━━━━━ BRANO MOSTRATO

Altri potenziali vettori di contagio, data la loro specifica modalità di funzionamento, sono gli strumenti a fiato. Esiste a riguardo uno studio dei ricercatori dell'Università del Minnesota e pubblicato su medRxiv.

I ricercatori hanno analizzato le emissioni risultanti dall’utilizzo degli strumenti a fiato come tube, trombe, clarinetti, flauti, oboe, e simili per un totale di 10 strumenti studiati a diversi livelli dinamici e modalità di articolazione del suono. In generale i risultati delle analisi svolte hanno dimostrato che la concentrazione di aerosol proveniente da ottoni e legni mostra due ordini di variazione di grandezza. Di conseguenza, è stato possibile classificare gli strumenti in basso (tuba), intermedio (ottavino, flauto, clarinetto basso, corno francese e clarinetto) e ad alto rischio (tromba, trombone basso e oboe) sulla base di un confronto tra la loro capacità di generazione di aerosol e quella della normale respirazione e conversazione.

━━━━━━━━━━

### COSA FARE
a) Nel brano sugli strumenti a fiato, quale strumento risulta nella categoria a basso rischio?
b) Elenca tutti gli strumenti che il brano sugli strumenti a fiato colloca nella fascia di rischio intermedio.
c) Prosegui il brano sugli strumenti a fiato a partire dall'ultima frase riportata.

━━━━━ ESTRATTI DELLE RIGHE

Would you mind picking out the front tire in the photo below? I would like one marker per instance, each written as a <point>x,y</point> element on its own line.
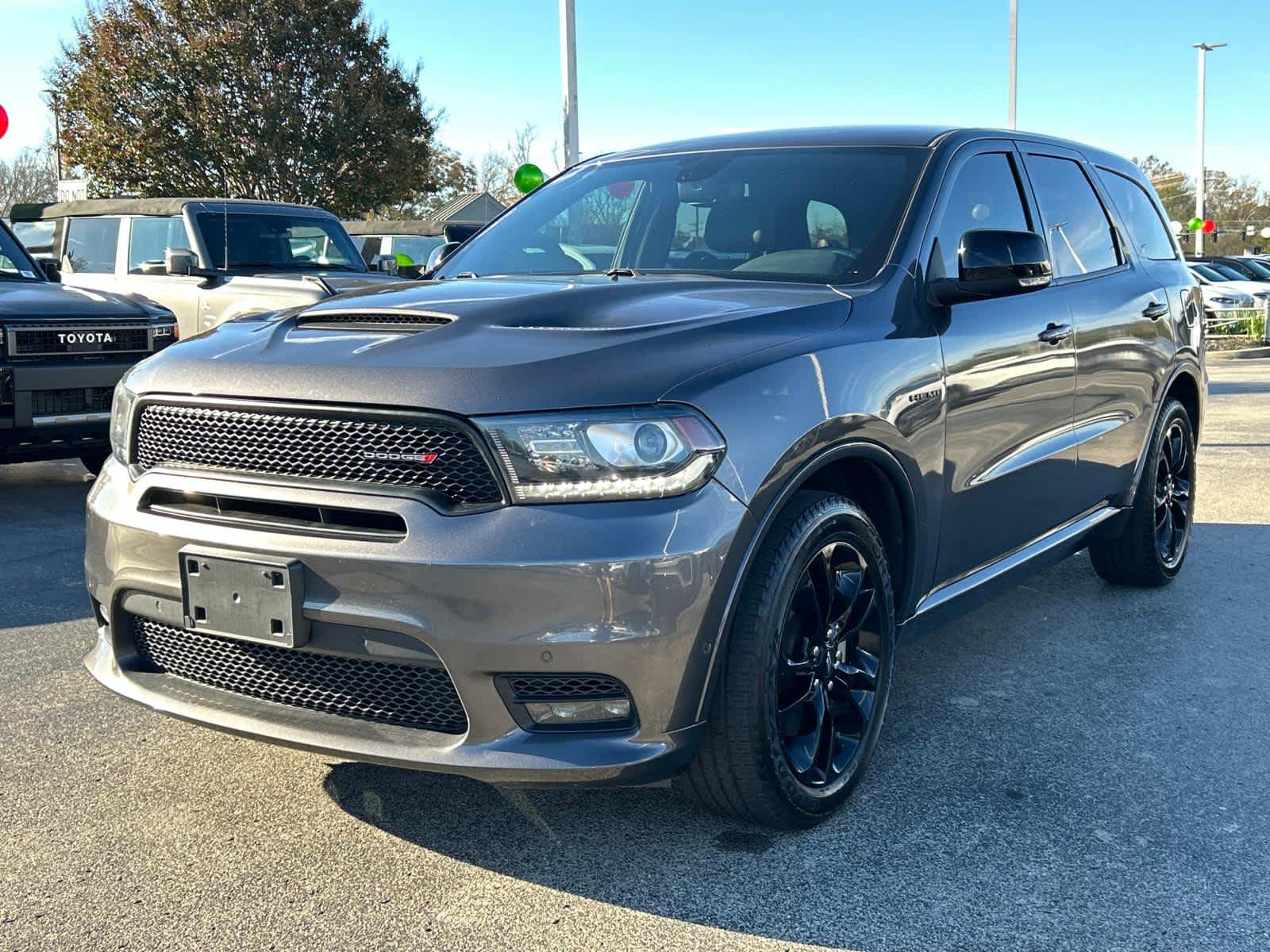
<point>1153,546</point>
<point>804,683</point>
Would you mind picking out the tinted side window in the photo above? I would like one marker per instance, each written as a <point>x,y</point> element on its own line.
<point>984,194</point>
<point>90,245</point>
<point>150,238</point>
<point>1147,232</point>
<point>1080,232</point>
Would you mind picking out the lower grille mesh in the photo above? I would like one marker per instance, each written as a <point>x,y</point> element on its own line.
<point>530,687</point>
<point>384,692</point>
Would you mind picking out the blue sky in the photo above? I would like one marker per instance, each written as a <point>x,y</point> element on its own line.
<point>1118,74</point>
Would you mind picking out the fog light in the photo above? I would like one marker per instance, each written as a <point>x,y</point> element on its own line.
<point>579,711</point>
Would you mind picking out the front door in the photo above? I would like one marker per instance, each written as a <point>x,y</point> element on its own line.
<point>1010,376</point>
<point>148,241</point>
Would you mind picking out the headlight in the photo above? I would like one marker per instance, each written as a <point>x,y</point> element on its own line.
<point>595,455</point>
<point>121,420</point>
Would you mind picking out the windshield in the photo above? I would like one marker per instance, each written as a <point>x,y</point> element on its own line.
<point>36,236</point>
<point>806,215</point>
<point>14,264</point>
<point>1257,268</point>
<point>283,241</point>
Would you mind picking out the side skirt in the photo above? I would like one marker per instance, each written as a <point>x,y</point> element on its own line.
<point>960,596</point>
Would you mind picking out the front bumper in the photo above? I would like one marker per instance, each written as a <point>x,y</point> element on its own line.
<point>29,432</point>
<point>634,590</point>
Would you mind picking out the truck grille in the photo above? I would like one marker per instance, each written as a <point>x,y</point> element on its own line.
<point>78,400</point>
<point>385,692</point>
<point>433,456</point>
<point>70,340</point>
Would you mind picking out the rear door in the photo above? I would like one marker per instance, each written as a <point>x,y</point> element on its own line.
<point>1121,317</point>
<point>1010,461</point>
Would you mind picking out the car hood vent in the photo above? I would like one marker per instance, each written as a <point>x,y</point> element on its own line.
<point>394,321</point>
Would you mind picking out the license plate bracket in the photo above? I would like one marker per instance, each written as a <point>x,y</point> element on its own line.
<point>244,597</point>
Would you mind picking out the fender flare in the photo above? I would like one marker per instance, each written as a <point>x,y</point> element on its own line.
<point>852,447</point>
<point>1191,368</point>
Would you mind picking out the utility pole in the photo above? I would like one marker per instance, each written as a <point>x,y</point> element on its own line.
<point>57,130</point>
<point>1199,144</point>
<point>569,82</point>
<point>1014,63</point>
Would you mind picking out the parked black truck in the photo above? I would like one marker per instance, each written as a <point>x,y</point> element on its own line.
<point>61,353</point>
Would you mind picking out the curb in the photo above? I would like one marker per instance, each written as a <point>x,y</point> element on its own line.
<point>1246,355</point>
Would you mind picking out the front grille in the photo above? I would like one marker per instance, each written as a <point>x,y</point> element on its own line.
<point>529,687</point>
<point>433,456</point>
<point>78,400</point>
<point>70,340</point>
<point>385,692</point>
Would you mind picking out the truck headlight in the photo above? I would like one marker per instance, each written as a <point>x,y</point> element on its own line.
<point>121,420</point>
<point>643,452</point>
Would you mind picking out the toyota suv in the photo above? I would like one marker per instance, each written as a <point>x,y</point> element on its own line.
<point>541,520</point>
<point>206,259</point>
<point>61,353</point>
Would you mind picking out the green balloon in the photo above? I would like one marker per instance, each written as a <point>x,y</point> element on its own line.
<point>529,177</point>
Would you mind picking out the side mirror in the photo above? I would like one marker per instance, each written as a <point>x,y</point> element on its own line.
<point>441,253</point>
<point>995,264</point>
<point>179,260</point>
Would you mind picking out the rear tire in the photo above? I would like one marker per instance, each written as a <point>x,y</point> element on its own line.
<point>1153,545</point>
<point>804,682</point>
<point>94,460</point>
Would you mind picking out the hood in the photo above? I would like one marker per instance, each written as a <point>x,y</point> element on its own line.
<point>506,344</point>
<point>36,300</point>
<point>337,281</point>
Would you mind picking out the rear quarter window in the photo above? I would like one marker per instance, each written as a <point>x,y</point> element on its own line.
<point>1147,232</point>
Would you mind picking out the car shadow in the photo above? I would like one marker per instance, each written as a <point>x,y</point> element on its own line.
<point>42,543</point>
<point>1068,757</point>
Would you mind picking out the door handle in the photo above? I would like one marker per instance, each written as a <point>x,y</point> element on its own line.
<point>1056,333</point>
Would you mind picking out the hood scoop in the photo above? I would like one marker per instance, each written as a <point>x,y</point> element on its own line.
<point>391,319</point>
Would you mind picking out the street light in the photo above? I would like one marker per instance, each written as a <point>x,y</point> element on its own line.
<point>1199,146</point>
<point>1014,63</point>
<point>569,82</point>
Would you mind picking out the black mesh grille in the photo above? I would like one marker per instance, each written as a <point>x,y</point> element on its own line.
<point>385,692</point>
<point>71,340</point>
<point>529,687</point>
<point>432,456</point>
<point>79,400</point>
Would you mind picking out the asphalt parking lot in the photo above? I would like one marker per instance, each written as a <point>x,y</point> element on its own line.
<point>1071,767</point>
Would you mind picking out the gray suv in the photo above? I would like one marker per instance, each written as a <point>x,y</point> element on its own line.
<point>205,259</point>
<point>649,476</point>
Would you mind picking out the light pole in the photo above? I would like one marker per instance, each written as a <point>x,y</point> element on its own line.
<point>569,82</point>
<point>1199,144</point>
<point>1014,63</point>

━━━━━━━━━━

### RISPOSTE
a) La tuba.

b) Ottavino, flauto, clarinetto basso, corno francese e clarinetto.

c)
Inoltre, si è osservato che la generazione di aerosol può essere influenzata dal cambiamento del livello dinamico dell’esecuzione, dal modalità di articolazione, dai normali comportamenti respiratori degli individui e persino dal ricorso ad alcune tecniche particolari durante l’uso dello strumento. Tuttavia, tali effetti variano sostanzialmente per i diversi tipi di strumento, a seconda delle specifiche tecniche di respirazione, nonché della struttura del tubo e del design stesso dello strumento. Ad esempio, uno strumento più stretto e lungo tende di più a conservare l’aerosol, in quanto quest’ultimo tendenzialmente si deposita all’interno del tubo medesimo.

Infine, i ricercatori hanno osservato che, a parte la concentrazione di particelle, gli strumenti a fiato generano tutti particelle della stessa entità dimensionale, che è più grande di quella della normale respirazione o del parlare, a causa della forte espirazione necessaria per la produzione di suoni con tali strumenti.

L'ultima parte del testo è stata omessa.